- _REQUEST_:
Output the material below in its entirety, exactly as given.

- _LISTED RECORDS_:
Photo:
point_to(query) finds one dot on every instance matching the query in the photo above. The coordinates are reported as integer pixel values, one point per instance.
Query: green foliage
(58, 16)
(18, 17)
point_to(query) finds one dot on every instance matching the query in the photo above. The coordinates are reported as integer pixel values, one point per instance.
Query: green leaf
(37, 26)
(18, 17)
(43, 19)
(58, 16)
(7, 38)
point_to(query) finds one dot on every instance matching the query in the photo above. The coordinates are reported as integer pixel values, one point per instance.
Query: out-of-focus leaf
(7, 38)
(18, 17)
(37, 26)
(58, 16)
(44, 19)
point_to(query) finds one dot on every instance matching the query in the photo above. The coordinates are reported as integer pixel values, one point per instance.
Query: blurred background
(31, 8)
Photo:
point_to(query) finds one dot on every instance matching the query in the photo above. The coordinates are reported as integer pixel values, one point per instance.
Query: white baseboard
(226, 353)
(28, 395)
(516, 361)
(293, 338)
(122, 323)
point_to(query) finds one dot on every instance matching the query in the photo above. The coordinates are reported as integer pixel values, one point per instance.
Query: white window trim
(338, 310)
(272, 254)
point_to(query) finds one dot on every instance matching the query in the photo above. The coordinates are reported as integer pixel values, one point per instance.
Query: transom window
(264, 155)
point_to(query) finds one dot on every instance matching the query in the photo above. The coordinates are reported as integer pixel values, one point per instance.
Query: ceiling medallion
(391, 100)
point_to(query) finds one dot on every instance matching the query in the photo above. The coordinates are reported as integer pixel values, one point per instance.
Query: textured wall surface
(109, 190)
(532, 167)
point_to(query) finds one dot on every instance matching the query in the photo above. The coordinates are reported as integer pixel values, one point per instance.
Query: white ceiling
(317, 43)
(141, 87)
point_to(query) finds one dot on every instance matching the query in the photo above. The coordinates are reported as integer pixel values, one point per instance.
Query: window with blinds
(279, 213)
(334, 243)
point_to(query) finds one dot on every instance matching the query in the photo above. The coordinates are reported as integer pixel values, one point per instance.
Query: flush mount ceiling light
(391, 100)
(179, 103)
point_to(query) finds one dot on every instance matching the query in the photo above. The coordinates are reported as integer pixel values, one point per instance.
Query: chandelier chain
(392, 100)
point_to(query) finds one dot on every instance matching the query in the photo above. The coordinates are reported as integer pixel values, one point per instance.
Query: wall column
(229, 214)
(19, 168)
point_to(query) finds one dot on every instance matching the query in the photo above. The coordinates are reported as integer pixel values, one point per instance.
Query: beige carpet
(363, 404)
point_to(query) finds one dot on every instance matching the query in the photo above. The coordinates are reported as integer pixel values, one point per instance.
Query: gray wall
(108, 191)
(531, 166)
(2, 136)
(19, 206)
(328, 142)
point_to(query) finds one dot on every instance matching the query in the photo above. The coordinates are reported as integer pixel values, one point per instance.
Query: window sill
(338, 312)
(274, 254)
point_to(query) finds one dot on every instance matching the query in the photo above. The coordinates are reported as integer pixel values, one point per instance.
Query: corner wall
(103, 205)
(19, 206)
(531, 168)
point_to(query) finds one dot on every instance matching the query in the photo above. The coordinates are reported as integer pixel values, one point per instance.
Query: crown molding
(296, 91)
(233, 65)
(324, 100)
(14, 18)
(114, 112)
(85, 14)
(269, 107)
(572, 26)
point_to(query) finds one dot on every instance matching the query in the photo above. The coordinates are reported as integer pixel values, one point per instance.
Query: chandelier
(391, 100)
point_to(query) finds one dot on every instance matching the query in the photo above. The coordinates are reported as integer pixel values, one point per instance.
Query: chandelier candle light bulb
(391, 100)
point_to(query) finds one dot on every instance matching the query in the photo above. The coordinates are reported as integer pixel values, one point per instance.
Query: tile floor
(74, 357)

- _FULL RESPONSE_:
Photo:
point_to(query) finds one dot on every instance matching the query in the photo above. The coordinates are reported as integer pixel values, one point per instance.
Query: green foliage
(58, 16)
(18, 17)
point_to(query) finds one dot on every instance matching the query in the photo above. The coordinates are reported as integer pixel values, one point per instance.
Query: green leaf
(37, 26)
(18, 17)
(43, 19)
(58, 16)
(7, 38)
point_to(query) finds one dot on every instance matching the query in the photo above. The coordinates are reported as integer pixel values, one point per instance.
Query: out-of-focus leaf
(7, 38)
(18, 17)
(37, 26)
(58, 16)
(44, 19)
point_to(query) finds one dot on every instance matching the query in the photo above. The coordinates are reported as integer pixel values, one point per instance.
Query: blurred background
(31, 8)
Photo:
point_to(query) finds one dot on every instance matching the query in the photo above. The coordinates are reported as integer pixel values, one point per instance.
Query: white baseboard
(226, 353)
(28, 395)
(516, 361)
(293, 338)
(122, 323)
point_to(query) finds one dot on every instance matching the query in the photo above. The coordinates are reported as integer pixel values, one point per instance.
Query: white window trim
(338, 310)
(272, 254)
point_to(query) finds one dot on every instance matching the query in the photo above. The coordinates are reported as integer pixel values, one point per instance.
Query: transom window
(264, 155)
point_to(query) finds one dot on every instance matching the query in the photo above. The coordinates are reported as integer pixel values, one point per instance.
Query: ceiling medallion
(391, 100)
point_to(query) finds one dot on every instance matching the query in the photo above. The coordinates are reported as integer pixel values, one point per instance.
Query: textured wall surface
(109, 190)
(532, 167)
point_to(query) finds one dot on every instance matching the query in the photo above. The coordinates are reported as integer pixel values, one point per instance.
Query: white ceiling
(317, 43)
(141, 87)
point_to(query) finds one dot on every instance matching the query in the photo above. The coordinates are reported as integer pixel values, one point per instance.
Query: window with blinds
(279, 213)
(334, 243)
point_to(query) finds one dot on every instance matching the query in the photo above. The coordinates are reported as integer pixel values, one point per instance.
Query: flush mount ceiling light
(391, 100)
(179, 103)
point_to(query) finds one dot on every instance matching the query in the photo above. The coordinates are reported as integer pixel values, one point per instance.
Query: chandelier chain
(392, 100)
point_to(query) finds one dot on every instance matching the query in the photo above. The coordinates are reported as integer pixel values, one point per instance.
Query: wall column
(229, 214)
(19, 168)
point_to(query) finds one dot on every instance matching the query in the photo above. The coordinates are reported as integer pixel values, one point per instance.
Query: beige carpet
(363, 404)
point_to(query) finds one dot on every instance matching the query in the photo above. The coordinates are reported as integer pixel values, one point per instance.
Query: gray wall
(108, 191)
(531, 166)
(2, 136)
(19, 206)
(328, 142)
point_to(query) finds one dot on every instance matching the query in the photo above. The coordinates are reported as integer pixel values, one point per instance.
Query: window sill
(338, 312)
(274, 254)
point_to(query) finds one dot on every instance matching the query in the photo above. The coordinates are reported as integer pixel values, one point per instance.
Query: corner wall
(103, 205)
(19, 206)
(531, 168)
point_to(query) finds one dot on every instance matching the query in the photo above. The coordinates are reported as integer pixel values, one point per instance.
Query: crown molding
(296, 91)
(233, 65)
(324, 100)
(14, 18)
(114, 112)
(85, 14)
(269, 107)
(572, 26)
point_to(query) finds one dot on every instance matching the query in the photo above. The coordinates are reported as integer pixel values, one point per instance.
Query: chandelier
(391, 100)
point_to(query) finds one dot on every instance matching the query in the photo above. The coordinates are reported as integer pixel values, one point per instance.
Query: chandelier candle light bulb
(391, 100)
point_to(query) finds one dot on every instance matching the query in the photo above. The coordinates are reported as integer pixel values, one point per instance.
Query: tile floor
(74, 357)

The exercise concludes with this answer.